Problem details => Please repeat all of the records below word for word, without changing anything.

Point labeling examples:
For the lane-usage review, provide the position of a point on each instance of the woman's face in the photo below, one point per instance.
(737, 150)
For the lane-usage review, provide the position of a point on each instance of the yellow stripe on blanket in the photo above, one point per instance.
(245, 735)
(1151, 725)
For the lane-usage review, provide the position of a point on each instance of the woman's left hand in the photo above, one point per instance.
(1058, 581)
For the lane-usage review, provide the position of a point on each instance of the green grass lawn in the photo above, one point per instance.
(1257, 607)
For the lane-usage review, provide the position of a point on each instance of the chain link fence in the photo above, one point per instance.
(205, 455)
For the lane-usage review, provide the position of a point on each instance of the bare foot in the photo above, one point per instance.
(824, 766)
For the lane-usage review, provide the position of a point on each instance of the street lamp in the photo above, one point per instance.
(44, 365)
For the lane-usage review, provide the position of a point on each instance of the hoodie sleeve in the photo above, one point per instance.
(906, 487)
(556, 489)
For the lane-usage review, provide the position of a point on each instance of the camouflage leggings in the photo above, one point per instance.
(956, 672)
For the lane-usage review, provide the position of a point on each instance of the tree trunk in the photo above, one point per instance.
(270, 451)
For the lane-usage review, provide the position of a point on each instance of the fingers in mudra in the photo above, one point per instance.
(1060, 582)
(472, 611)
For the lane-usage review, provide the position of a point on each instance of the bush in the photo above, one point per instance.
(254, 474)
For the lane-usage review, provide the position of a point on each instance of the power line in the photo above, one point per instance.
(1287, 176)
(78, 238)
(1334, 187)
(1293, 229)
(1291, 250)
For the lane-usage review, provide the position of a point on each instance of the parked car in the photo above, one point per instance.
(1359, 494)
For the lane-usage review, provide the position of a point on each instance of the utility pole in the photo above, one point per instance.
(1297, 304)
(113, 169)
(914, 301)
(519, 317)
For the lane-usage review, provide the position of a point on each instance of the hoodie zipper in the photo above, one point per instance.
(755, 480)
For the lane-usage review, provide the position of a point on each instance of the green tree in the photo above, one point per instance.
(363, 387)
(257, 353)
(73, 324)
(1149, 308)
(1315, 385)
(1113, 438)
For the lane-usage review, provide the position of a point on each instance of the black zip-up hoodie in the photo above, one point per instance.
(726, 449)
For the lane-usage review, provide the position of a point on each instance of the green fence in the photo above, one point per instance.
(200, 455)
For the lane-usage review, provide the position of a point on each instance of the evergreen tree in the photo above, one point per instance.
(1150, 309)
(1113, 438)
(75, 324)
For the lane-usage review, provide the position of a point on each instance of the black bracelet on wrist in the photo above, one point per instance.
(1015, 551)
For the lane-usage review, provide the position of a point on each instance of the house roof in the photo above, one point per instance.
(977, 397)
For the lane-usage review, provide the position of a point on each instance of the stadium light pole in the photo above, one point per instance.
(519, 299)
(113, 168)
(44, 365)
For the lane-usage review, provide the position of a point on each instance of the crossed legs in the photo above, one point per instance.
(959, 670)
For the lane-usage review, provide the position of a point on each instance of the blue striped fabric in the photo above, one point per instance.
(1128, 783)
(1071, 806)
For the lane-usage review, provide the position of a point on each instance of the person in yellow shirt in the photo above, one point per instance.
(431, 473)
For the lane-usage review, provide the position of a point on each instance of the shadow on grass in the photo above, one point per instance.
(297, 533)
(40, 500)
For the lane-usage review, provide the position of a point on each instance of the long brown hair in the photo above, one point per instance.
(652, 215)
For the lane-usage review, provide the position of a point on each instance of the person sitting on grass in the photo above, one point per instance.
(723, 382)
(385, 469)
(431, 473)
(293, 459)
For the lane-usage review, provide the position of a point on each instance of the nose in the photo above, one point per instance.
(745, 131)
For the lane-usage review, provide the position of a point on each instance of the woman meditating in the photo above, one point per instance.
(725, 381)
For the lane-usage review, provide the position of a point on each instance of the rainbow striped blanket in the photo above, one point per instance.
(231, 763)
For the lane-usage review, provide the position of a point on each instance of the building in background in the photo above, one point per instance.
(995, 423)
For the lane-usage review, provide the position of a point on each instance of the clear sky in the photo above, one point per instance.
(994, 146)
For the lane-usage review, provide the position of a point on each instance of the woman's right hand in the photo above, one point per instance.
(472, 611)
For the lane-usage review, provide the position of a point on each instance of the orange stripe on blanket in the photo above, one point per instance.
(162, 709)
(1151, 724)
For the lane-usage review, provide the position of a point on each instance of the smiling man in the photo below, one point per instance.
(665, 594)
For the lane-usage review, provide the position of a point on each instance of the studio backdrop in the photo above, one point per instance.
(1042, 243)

Output below =>
For the lane-usage review, provide the position of a point on each instance of the woman's face in the photo below, one point per instance.
(737, 150)
For the lane-usage review, provide the position of a point on each instance of the yellow stripe on blanket in the photo above, one point per instance.
(245, 735)
(1151, 725)
For the lane-usage review, provide the position of a point on each instance of the woman's left hand in the photo above, one point per instance.
(1058, 581)
For the lane-usage review, provide the position of a point on each instance of the green grass lawn in the photo above, one point per instance.
(1257, 607)
For the lane-usage review, provide the position of a point on each instance of the chain link fence in the photo above, one point per instance.
(205, 455)
For the lane-usage review, provide the position of a point on each instance of the bare foot in the photo above, one point per instance.
(824, 766)
For the lane-usage review, provide the position of a point on each instance of the street lamp in the photo above, one point per instance.
(44, 365)
For the lane-usage review, provide the position of a point on each instance of the hoodie sleeve in the photo above, one point per instance.
(906, 487)
(556, 489)
For the lane-usage review, provide the position of a point on each instance of the camouflage leggings in the photo above, one point per instance.
(956, 672)
For the lane-usage review, provide the position of a point on each instance of the tree trunk in the photo above, one point per instance.
(270, 451)
For the lane-usage review, provide the position of a point on each instance of the fingers in mudra in the photo above, one point per instance.
(1060, 582)
(472, 611)
For the lane-usage review, provide the position of a point on each instance of the bush in the photo above, one point per instance.
(254, 474)
For the lane-usage review, provide the position of a point on each instance of the power line in the photo above, one point per instance.
(1287, 176)
(78, 238)
(1334, 187)
(1293, 229)
(1291, 250)
For the lane-usage review, provide the position of a point on each instance of the parked car in the photo above, one point per instance.
(1359, 494)
For the lane-usage review, provide the position of a point on each instance of the utility pole in the photo above, one point per instance.
(1297, 304)
(113, 169)
(914, 301)
(519, 317)
For the lane-usage review, provide the position of a point on each instance of the hoodie zipper in the photo above, one point per instance.
(755, 480)
For the lane-usage review, provide the position of a point on each instance of the green tree in the photo above, one point per instance.
(363, 387)
(257, 353)
(73, 324)
(1149, 308)
(1315, 385)
(1113, 438)
For the lane-usage review, provide the position of a point on each instance of the black zip-up hoodie in the photo above, one point per instance.
(726, 449)
For the lane-usage review, provide the position of a point on each instance of the green fence in the photo above, one point per instance.
(200, 455)
For the lane-usage review, provide the position of a point on each instance of the evergreen tree in the photo above, one point per instance.
(1150, 309)
(1113, 438)
(75, 324)
For the lane-usage review, provide the position of a point on each instance of the black bracelet on wrist in the photo above, one point per instance.
(1015, 551)
For the lane-usage review, provide the position of a point on each instance of the house roof in the photo above, one point per instance.
(977, 397)
For the lane-usage review, provide the position of a point on each instance of the stadium light pole in the photo above, one point per instance.
(519, 299)
(113, 168)
(44, 365)
For the lane-usage review, provide the position of a point on each instance of the crossed legs in the photo above, one point per instance.
(959, 670)
For the lane-usage review, provide the position of a point on each instance of the blue striped fabric in the photo above, one point per instance.
(1128, 783)
(1071, 806)
For the lane-usage review, provide the position of a point on each instance of the person in yellow shirt in the photo above, one point per instance.
(431, 473)
For the lane-usage review, provide the position of a point on each instance of the shadow on grass in the photo above, one point per instance.
(297, 533)
(40, 500)
For the lane-usage review, provide the position of a point on each instance of the long brown hair in the photo above, one point per instance.
(652, 215)
For the lane-usage review, provide the position of a point on each instance of the person sitting on grass in the photo above, one point per instance.
(723, 382)
(385, 469)
(431, 473)
(293, 459)
For the lane-usage review, provide the position of a point on each instance of the nose in the photo above, one point per instance.
(745, 131)
For the lane-usage review, provide the position of a point on each instance of the woman meditating in the photo above, one point per instance.
(725, 381)
For the lane-usage review, provide the position of a point on each instance of the rainbow striped blanket in the photo above, one point per instance.
(231, 763)
For the lane-usage review, provide the position of a point on each instance of the building in background in the photo above, one point per instance.
(995, 423)
For the lane-usage review, provide the position of a point on each instance of the clear sky in the photo above, one point per instance.
(994, 146)
For the lane-usage review, provide the position of a point on each instance of the woman's right hand in the photo above, one point per instance.
(472, 611)
For the lane-usage review, provide the position of a point on each instance of the orange stripe on blanket in the photo above, one point per instance.
(162, 709)
(1151, 724)
For the lane-usage review, provide the position of a point on each instance of the smiling man in the photo below, one point per instance.
(665, 594)
For the lane-usage review, provide the position of a point on each instance of the studio backdrop in the photo above, one point per instance.
(1042, 243)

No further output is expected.